*Extrait à lire*
------------
La classe politique en a tiré la conclusion que « délocaliser notre industrie a été une faute majeure » (Bruno le Maire). Mais c’est l’État qui est responsable de cette délocalisation.

Il l’est plus généralement par l’importance des contraintes fiscales, sociales et réglementaires qu’il fait peser sur les productions industrielles françaises et qui les rendent non compétitives.

Réindustrialiser la France ne pourra pas se faire en favorisant le protectionnisme. Une augmentation des droits de douanes ou des barrières réglementaires à l’entrée des produits étrangers en France entraînerait directement des mesures réciproques et donc une diminution des échanges commerciaux. Cette diminution conduirait à un appauvrissement et à une baisse du pouvoir d’achat.

Elle marquerait également le déclin de la France et son incapacité à s’inscrire dans la mondialisation. La solution serait au contraire de profiter de cette envie de réindustrialiser pour permettre à la France de trouver pleinement sa place dans la mondialisation.

La France doit retrouver pleinement sa compétitivité

La réindustrialisation de la France ne pourra se faire si ses entreprises ne sont pas compétitives. Or beaucoup ont dû délocaliser pour rester en vie, et des sites industriels ont fermé. Ce manque de compétitivité s’explique notamment par une fiscalité étouffante et inefficace, car majoritairement concentrée sur des impôts de production.

Ceux-ci ne sont pas liés aux bénéfices mais à d’autres éléments : foncier, chiffre d’affaires, salaires, ou valeur ajoutée. Ils s’appliquent donc sans tenir compte de la situation financière de l’entreprise, qu’elle soit en bonne santé ou au bord du dépôt de bilan. L’impact sur la compétitivité est tel que Nicolas Marques évoque pour l’Institut Molinari « une subvention aux importations ».
------------
*Lignes de données*
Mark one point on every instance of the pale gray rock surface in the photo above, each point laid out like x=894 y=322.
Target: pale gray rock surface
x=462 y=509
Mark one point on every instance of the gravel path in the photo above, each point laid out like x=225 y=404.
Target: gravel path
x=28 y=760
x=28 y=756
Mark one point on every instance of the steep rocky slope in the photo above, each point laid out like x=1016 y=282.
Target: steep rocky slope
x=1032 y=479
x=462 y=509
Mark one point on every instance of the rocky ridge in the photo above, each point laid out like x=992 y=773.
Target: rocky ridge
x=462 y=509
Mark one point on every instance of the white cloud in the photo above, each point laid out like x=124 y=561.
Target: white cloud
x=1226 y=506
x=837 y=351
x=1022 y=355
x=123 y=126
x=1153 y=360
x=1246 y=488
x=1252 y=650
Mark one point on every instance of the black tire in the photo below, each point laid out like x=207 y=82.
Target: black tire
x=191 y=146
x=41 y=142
------------
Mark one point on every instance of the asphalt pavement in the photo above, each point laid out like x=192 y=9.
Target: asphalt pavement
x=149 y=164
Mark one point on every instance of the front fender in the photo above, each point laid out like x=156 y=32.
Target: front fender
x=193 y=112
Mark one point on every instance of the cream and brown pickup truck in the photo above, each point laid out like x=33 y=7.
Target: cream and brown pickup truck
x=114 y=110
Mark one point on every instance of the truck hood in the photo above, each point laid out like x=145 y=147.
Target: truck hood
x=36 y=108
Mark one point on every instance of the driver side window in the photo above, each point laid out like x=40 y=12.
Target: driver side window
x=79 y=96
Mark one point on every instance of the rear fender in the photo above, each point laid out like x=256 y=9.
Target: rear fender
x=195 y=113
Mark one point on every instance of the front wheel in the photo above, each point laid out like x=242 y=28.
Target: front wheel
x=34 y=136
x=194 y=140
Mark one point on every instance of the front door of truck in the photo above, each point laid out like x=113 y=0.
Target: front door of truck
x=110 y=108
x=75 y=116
------------
Continuez l'extrait sur la réindustrialisation de la France en reprenant juste après sa dernière phrase.

*Réponse*
En 2019, ces impôts représentaient 13 milliards d’euros en Allemagne contre 75 milliards en France ! Ils sont principalement perçus par les collectivités locales (communes, intercommunalités, département et région).

Les diminuer est difficile et n’entraînerait de toute façon qu’un bénéfice politique faible pour la collectivité car du fait de la complexité de notre millefeuille territorial, personne ne sait précisément quelle collectivité perçoit quelle taxe. Pourtant, sans une diminution globale de ces impôts de production, les entreprises françaises ne pourront reprendre assez de forces.

C’est ainsi que, paradoxalement, pour qu’elles retrouvent une pleine compétitivité à l’international, il faudrait commencer par une réforme de la fiscalité locale.

Des formations professionnelles sont nécessaires pour réindustrialiser la France

La réindustrialisation ne peut se faire non plus sans ouvriers qualifiés. La désindustrialisation de la France a entraîné la perte de nombreuses compétences. Les salariés ne sont aujourd’hui plus adaptés à la demande des entreprises.

Des tensions dans le recrutement étaient d’ailleurs déjà perceptibles dans certains secteurs avant la crise sanitaire. Des formations devraient être mises en place pour deux catégories surtout : d’une part, les chômeurs de longue durée qui peinent à retrouver un travail ; d’autre part, les jeunes qui sont massivement touchés par le chômage (19,6 % en 2019) et qui peinent à se repérer dans la masse des formations pour la plupart assez inefficaces.

Conçues en partenariat avec des entreprises, elles apporteraient de réelles compétences et offriraient de sérieuses garanties d’emploi. À condition bien sûr d’être adaptées aux métiers de demain et aux industries qui doivent être relocalisées en France. À condition, aussi, d’être accompagnées d’un allègement des contraintes étatiques sur la filière.

Ces deux axes constituent deux priorités pour réindustrialiser la France. D’autres éléments restent cependant essentiels. Les autorités administratives et judiciaires doivent cesser de s’opposer aux projets d’entreprise et au travail.

Nous avons vu, avec la fermeture de l’usine Renault à Sandouville et des entrepôts d’Amazon, comment la justice peut entraver le travail industriel. Nous voyons fréquemment aussi comment les normes freinent la réindustrialisation. Les chantiers sont nombreux et doivent être entrepris dès aujourd’hui pour des effets qui ne se feront sentir que très progressivement.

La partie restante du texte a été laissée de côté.